Output the data below as a Markdown table with two columns, No. and Entry, giving each line its own numbered row and leaving out blank lines.

---- Recorded data

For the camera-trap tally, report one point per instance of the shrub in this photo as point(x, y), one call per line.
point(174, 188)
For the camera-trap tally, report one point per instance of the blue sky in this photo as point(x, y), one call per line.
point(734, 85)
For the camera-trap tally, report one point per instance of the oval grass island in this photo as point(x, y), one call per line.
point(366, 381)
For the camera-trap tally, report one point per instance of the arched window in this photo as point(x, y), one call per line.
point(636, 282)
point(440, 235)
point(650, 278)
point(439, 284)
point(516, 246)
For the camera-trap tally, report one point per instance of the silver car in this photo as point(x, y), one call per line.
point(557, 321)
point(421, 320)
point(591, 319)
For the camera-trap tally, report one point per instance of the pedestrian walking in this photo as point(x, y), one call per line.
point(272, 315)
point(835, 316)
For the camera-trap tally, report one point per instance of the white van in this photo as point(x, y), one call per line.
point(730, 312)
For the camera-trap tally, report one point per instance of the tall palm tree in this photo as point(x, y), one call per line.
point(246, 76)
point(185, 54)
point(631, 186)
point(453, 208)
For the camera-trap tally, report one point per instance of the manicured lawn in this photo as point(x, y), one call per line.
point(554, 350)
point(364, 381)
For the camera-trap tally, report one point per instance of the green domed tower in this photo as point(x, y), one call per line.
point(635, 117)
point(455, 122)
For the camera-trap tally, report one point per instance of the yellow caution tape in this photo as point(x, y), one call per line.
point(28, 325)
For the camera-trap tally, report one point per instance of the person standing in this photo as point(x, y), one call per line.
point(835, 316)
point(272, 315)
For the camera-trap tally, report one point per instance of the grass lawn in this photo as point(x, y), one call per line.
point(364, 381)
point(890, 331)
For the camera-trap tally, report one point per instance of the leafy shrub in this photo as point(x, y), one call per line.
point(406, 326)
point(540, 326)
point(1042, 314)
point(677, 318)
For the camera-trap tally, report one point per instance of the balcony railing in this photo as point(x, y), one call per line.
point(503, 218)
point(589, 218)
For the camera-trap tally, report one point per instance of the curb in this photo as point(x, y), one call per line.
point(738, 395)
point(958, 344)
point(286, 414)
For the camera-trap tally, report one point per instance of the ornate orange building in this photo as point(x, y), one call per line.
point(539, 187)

--------

Result below.
| No. | Entry |
|---|---|
| 1 | For the camera-trap tally, report one point per instance of the shrub in this photo as point(x, y), one call per line. |
| 2 | point(174, 188) |
| 3 | For the camera-trap tally, report one point per instance of the blue sky in this photo as point(x, y), one call per line. |
| 4 | point(734, 85) |
| 5 | For the camera-trap tally, report one point per instance of the oval grass island in this photo as point(x, y), one call per line. |
| 6 | point(366, 381) |
| 7 | For the camera-trap tally, report one point per instance of the arched window in this photo as point(x, y), one call per line. |
| 8 | point(636, 282) |
| 9 | point(440, 235) |
| 10 | point(650, 278) |
| 11 | point(439, 284) |
| 12 | point(516, 246) |
| 13 | For the camera-trap tally, report one point per instance of the silver car in this photo as point(x, y), one call per line. |
| 14 | point(557, 321) |
| 15 | point(421, 320) |
| 16 | point(591, 319) |
| 17 | For the camera-trap tally, report one point per instance of the pedestrian walking in this photo as point(x, y), one call per line. |
| 18 | point(272, 315) |
| 19 | point(835, 316) |
| 20 | For the camera-trap tally, report one point per instance of the white van in this photo as point(x, y), one call per line. |
| 21 | point(730, 312) |
| 22 | For the camera-trap tally, report one point per instance of the tall palm tree in this photo as point(x, y), one call per line. |
| 23 | point(246, 76) |
| 24 | point(185, 54) |
| 25 | point(631, 186) |
| 26 | point(453, 208) |
| 27 | For the camera-trap tally, report one point per instance of the manicured lawn in this photo as point(x, y), one call per line. |
| 28 | point(554, 350) |
| 29 | point(364, 381) |
| 30 | For the camera-trap tally, report one point per instance of the green domed tower in this photo as point(x, y), one call per line. |
| 31 | point(635, 117) |
| 32 | point(455, 122) |
| 33 | For the camera-trap tally, report one point per instance of the yellow caution tape in this photo as point(x, y), one call per line. |
| 34 | point(28, 325) |
| 35 | For the camera-trap tally, report one point per instance of the person standing in this photo as point(x, y), one call per line. |
| 36 | point(835, 316) |
| 37 | point(272, 315) |
| 38 | For the camera-trap tally, report one point per instance of the grass lawn in this photo as point(x, y), one call per line. |
| 39 | point(364, 381) |
| 40 | point(890, 331) |
| 41 | For the camera-trap tally, report one point per instance of the leafy shrub in this photo as point(x, y), one call per line. |
| 42 | point(406, 326) |
| 43 | point(540, 326) |
| 44 | point(1042, 314) |
| 45 | point(677, 318) |
| 46 | For the camera-trap tally, report one point per instance of the balcony railing in this photo as point(x, y), one call per line. |
| 47 | point(503, 218) |
| 48 | point(589, 218) |
| 49 | For the camera-trap tally, report one point per instance of the curb in this photo as point(x, y), one call per line. |
| 50 | point(738, 395) |
| 51 | point(958, 344) |
| 52 | point(286, 414) |
| 53 | For the camera-trap tally, report one point per instance of the ornate orange building in this photo as point(x, y), one call per line. |
| 54 | point(539, 187) |